Point-per-instance localization data
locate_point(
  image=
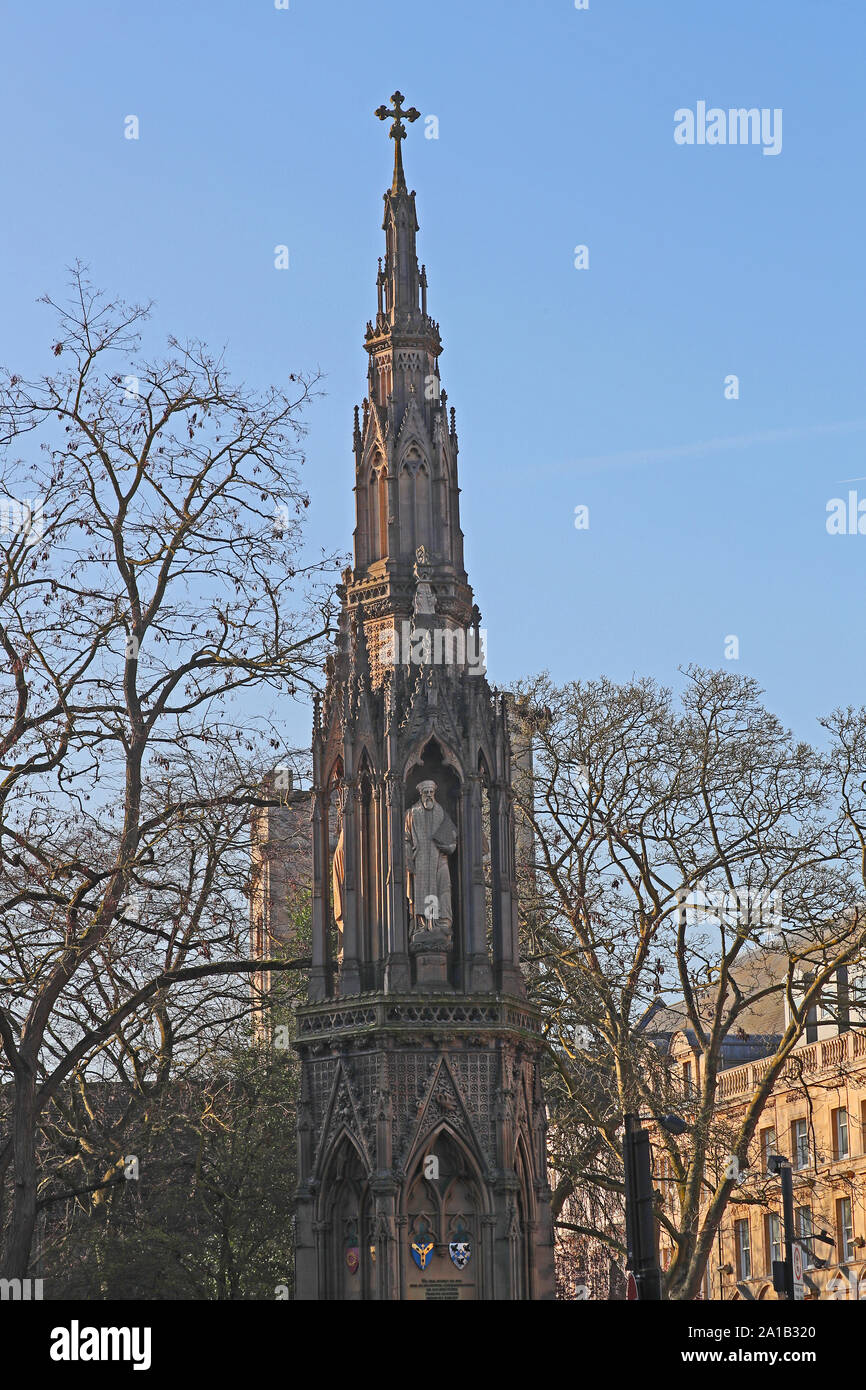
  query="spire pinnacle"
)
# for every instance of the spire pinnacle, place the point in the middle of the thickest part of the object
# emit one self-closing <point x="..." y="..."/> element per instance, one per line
<point x="398" y="135"/>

**WHAT YOU NEED TO DO**. The line containing "# for every" and all lines after it, through the last line of the data, should be retyped exactly.

**COMPLETED EXERCISE**.
# for every instance of the spire pinnacle, place the point in the middle of the thickest part of the object
# emit one self-closing <point x="..." y="..."/> element per instance, one per line
<point x="398" y="135"/>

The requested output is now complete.